--- Angezeigter Text ---

Wie Afrika unabhängig wurde
Wie bei der Erreichung der Millenium-Ziele hinkte der Kontinent auch bei der Dekolonisation hinterher

Bei der Verfolgung der Millennium-Entwicklungsziele, die der Millennium-Gipfel im Jahr 2000 verabschiedet hat, hinkt Afrika hinterher. Rückständig war dieser Erdteil auch schon bei der Entkolonialisierung. Obwohl die weltweite Dekolonisation bereits nach dem Zweiten Weltkrieg begonnen hatte, erreichte sie auf dem schwarzen Kontinent erst vor 50 Jahren im „Afrikanischen Jahr“ 1960 ihren Höhepunkt, als 17 afrikanische Staaten unabhängig wurden.

Die Selbstzerfleischung Europas in den beiden Weltkriegen been­dete dessen Vorherrschaft in der Welt. Die neuen Supermächte waren keine klassischen Kolonialmächte und trugen auf ihre Weise zur Beendigung des Kolonialismus bei. Russland förderte die Dekolonisation, um die klassischen Kolonialmächte, die zur westlichen, „kapitalistischen“ Welt gehörten, zu schwächen. Doch auch die mit den größten Kolonialmächten verbündeten USA bekämpften den Kolonialismus. Im Grunde ähnelte ihre Interessenlage der deutschen nach der Reichsgründung: Sie waren bei der Aufteilung der Welt zu spät gekommen, aber wirtschaftlich umso stärker. Ähnlich wie Bismarck auf der Berliner Kongokonferenz von 1884/85, bloß eben mit der Durchsetzungskraft einer Supermacht, versuchten deshalb die USA, Freihandel durchzusetzen und die Abschottung von Märkten durch die Kolonialstaaten zu bekämpfen.

So verpflichteten die USA den von ihnen abhängigen britischen Verbündeten noch während des Weltkrieges mit der Unterzeichnung der Atlantik-Charta auf die Achtung und Durchsetzung des Selbstbestimmungsrechtes aller Völker. Doch nicht nur seitens des US-amerikanischen Verbündeten sahen sich die Briten Widerstand gegen den Kolonialismus ausgesetzt, sondern auch von Seiten ihrer Kolonien. Ebenso wie das Frankreich Charles de Gaulles hatte Großbritannien die menschlichen und wirtschaftlichen Ressourcen seiner Kolonien für den Weltkrieg ausgebeutet. Danach waren viele Kolonialvölker nicht bereit, die Unterdrückung weiter zu akzeptieren, wo ihre Kolonialherren ihnen ihre Opfer doch mit dem Hinweis abverlangt hatten, einen Krieg für die Freiheit zu kämpfen. Und das Beispiel Indien zeigte den Afrikanern, das Dekolonisation auch gegen den Willen der Kolonialherren möglich war.

--- Bereitgestellte Zeilen ---

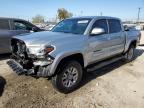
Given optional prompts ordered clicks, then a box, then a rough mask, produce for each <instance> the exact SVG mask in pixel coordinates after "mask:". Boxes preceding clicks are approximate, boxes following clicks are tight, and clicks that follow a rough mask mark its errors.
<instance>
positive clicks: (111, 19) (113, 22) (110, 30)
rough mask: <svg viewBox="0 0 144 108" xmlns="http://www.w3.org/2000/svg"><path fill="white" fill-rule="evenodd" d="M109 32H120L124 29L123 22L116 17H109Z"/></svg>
mask: <svg viewBox="0 0 144 108" xmlns="http://www.w3.org/2000/svg"><path fill="white" fill-rule="evenodd" d="M108 23H109V33H118V32H121V31H122V28H121V23H120V21H119V20H116V19H109V20H108Z"/></svg>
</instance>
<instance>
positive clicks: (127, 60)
mask: <svg viewBox="0 0 144 108" xmlns="http://www.w3.org/2000/svg"><path fill="white" fill-rule="evenodd" d="M134 51H135V47H134V46H133V45H131V46H130V48H129V50H128V51H127V53H126V54H125V61H126V62H131V61H133V60H134V57H135V53H134Z"/></svg>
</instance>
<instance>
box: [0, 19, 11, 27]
mask: <svg viewBox="0 0 144 108" xmlns="http://www.w3.org/2000/svg"><path fill="white" fill-rule="evenodd" d="M0 30H10V26H9V20H5V19H0Z"/></svg>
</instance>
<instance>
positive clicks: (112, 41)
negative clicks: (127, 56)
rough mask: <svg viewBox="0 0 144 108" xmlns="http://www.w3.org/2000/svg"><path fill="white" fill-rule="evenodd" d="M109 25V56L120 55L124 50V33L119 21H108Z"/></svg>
mask: <svg viewBox="0 0 144 108" xmlns="http://www.w3.org/2000/svg"><path fill="white" fill-rule="evenodd" d="M108 24H109V39H108V42H109V56H112V55H116V54H120V53H122V52H123V50H124V44H125V33H124V32H123V30H122V25H121V22H120V20H117V19H108Z"/></svg>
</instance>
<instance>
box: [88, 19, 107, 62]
mask: <svg viewBox="0 0 144 108" xmlns="http://www.w3.org/2000/svg"><path fill="white" fill-rule="evenodd" d="M94 28H103V29H104V31H105V33H104V34H100V35H95V36H90V37H89V40H88V43H89V46H88V49H89V52H90V53H91V54H90V55H91V57H90V63H94V62H97V61H100V60H102V59H104V58H106V57H108V53H109V46H108V44H109V43H108V38H109V34H108V24H107V20H106V19H100V20H97V21H96V22H95V23H94V24H93V26H92V29H91V30H93V29H94Z"/></svg>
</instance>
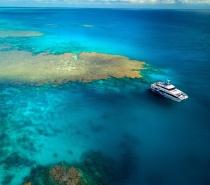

---

:: Aufgabe 1 ::
Wie viele afrikanische Staaten wurden laut dem Text über die Unabhängigkeit Afrikas im Jahr 1960 unabhängig?
:: Aufgabe 2 ::
Fasse den Text über die Unabhängigkeit Afrikas in zwei Sätzen zusammen.
:: Aufgabe 3 ::
Führe den Text über die Unabhängigkeit Afrikas im Anschluss an seinen letzten Satz fort.

:: Endgültige Antwort 1 ::
Im Jahr 1960 wurden 17 afrikanische Staaten unabhängig.

:: Endgültige Antwort 2 ::
Afrika hinkte nicht nur bei den Millennium-Entwicklungszielen, sondern auch bei der Dekolonisation hinterher, die dort erst im „Afrikanischen Jahr“ 1960 mit der Unabhängigkeit von 17 Staaten ihren Höhepunkt erreichte. Nachdem die beiden Weltkriege Europas Vorherrschaft beendet hatten, förderten Russland und die USA das Ende des Kolonialismus, während zugleich viele Kolonialvölker, deren Ressourcen im Krieg ausgebeutet worden waren, die Unterdrückung nicht länger hinnehmen wollten.

:: Endgültige Antwort 3 ::
Nicht dass Nachkriegsengland in Afrika auf Gewalt verzichtet hätte, aber im Großen und Ganzen fügte es sich doch in sein Schick­sal und versuchte, aus der Situation das Beste zu machen. So konzentrierte der Inselstaat seine Kräfte darauf, einheimischen Kräften die Macht zu überlassen, die vergleichsweise englandfreundlich waren.

Anders reagierte Frankreich, das die Atlantik-Charta nicht unterzeichnet hatte. Mit dem für einen Staat, der mehr sein will, als er ist, eigenen Prestigebedürfnis glaubte die Grande Nation, auf Kolonien nicht verzichten zu können. Und die erfolgreiche Niederschlagung des Aufstandes in Madagaskar im Jahre 1947 bestätigte Paris in seiner Haltung, dass eine Fortsetzung der Kolonialherrschaft gegebenenfalls auch mit Gewalt möglich sei. Andererseits zeigte der erfolgreiche Befreiungskampf der Vietnamesen, dass Kolonialvölker sich mit Waffengewalt von der französischen Fremdherrschaft befreien können. Am 7. Mai 1954 gelang den Vietnamesen der kriegsentscheidende Sieg von Dien Bien Phu; am 1. November 1954 nahmen die Algerier den bewaffneten Kampf für ihre Unabhängigkeit auf. Vier Jahre später war die Kriegsmüdigkeit in Frankreich so groß, dass daran die Vierte Republik zerbrach. Es war dann an de Gaulle mit seiner Autorität aus dem Zweiten Weltkrieg, Frankreich aus Afrika herauszuführen. Allein im „Afrikanischen Jahr“ 1960 entließ seine Fünfte Republik 14 afrikanische Staaten in die Unabhängigkeit. Zwei Jahre später folgte schließlich auch Algerien.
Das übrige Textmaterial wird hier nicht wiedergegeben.